▸ **Excerpt**

(Photo: Getty Images)
(Photo: Getty Images)

BusinessOctober 29, 2020

Why is the government denying small business recycling initiatives?

(Photo: Getty Images)
(Photo: Getty Images)

The country’s biggest bulk wine supplier has begun turning gigantic flexibags into plastic fenceposts. But the fencepost manufacturer protests that a lack of government funding is barring the way from doing so much more, reports Phil Pennington for RNZ.

Multinational giant Hillebrand spent months trying to find a recycler to complete the lifecycle: to take a huge heavy-duty plastic bag used to transport 20-plus tonnes of wine on ships, and turn it into a post used to hold up grapevines.

It has turned to a small Waiuku company, Future Post. Waiuku is a rural town 65km south of Auckland.

“They’ve been pestering us for a little while to get this done,” Future Post managing director and ex-farmer Jerome Wenzlick said. Tests showed it would work. The double shifts at his factory do not not even have to wash out the bladders. “That’s the other part of what’s great about here, is we don’t have to put everything through a wash plant,” he said.

“We didn’t really have any problem apart from the size of them. We just have to manually cut them into smaller pieces because they’re quite large.”

More commonly around the country, the 24,000-litre bags are being dumped in landfills after just a single use.

Hillebrand, which exports 3000 bags of wine a year, said they were recycled in the markets it sent them to. Initially, the company spoke to RNZ, but then referred all queries to its marketing department in Europe.

It imports about 700 flexibags.

Turned down twice for funding

Wenzlick aims to handle all of those as he expands. He set up from scratch a couple of years ago, but questions why the government was not doing more to help meet the urgent recycling demand and provide Covid-recovery jobs.

“We’ve done this off our own back from the get-go, done it all out of their own pockets. All I know is that it would be bloody great if we did have a bit of a hand because we could expand a bit quicker than what we already are.”

He has applied twice to the Waste Minimisation Fund. “We’ve been denied, I don’t know why. It’s a little bit confusing ‘cos we are doing everything they want us to do. May as well do it here instead of sending our waste overseas.

Tyre recycling proposal rejected for funding

Chris Copplestone is another who got no backing from the fund in his case for a tyre recycling system that, in trials, recovered 99% of the materials.

It was hard to know if applicants faced a level playing field, Copplestone said. “They don’t engage with you, unless they have chosen you.”

Instead, $16 million went towards a $25m project in which Fletcher Building subsidiary Golden Bay Cement plans next year to begin burning up to 60% of the country’s waste tyres at its kiln.

“It will be the first time end-of-life tyres have been used for fuel in New Zealand,” Golden Bay Cement said.

But for Copplestone, an inventor and director of the Growing Group, this showed the fund played it too safe.

“It does appear to me that it is simply a fund that is more targeted at big companies rather than targeted at innovative solutions,” he said. “My guess is the government is so scared of giving an award to a company which then falls over and them being politically blamed.”

(Collection entries)

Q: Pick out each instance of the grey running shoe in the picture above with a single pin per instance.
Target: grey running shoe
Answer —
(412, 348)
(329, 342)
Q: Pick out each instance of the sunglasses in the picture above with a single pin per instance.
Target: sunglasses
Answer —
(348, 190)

▸ **Activities**
**A)** Name every person mentioned by name in the article on small business recycling funding.
**B)** Copy the passage of the recycling article from "It imports about" to "our waste overseas.".
The items in this collection have no role in the work that comes next.

▸ **Per-task answers**
**A)** Phil Pennington, Jerome Wenzlick, Chris Copplestone

**B)**
It imports about 700 flexibags.

Turned down twice for funding

Wenzlick aims to handle all of those as he expands. He set up from scratch a couple of years ago, but questions why the government was not doing more to help meet the urgent recycling demand and provide Covid-recovery jobs.

“We’ve done this off our own back from the get-go, done it all out of their own pockets. All I know is that it would be bloody great if we did have a bit of a hand because we could expand a bit quicker than what we already are.”

He has applied twice to the Waste Minimisation Fund. “We’ve been denied, I don’t know why. It’s a little bit confusing ‘cos we are doing everything they want us to do. May as well do it here instead of sending our waste overseas.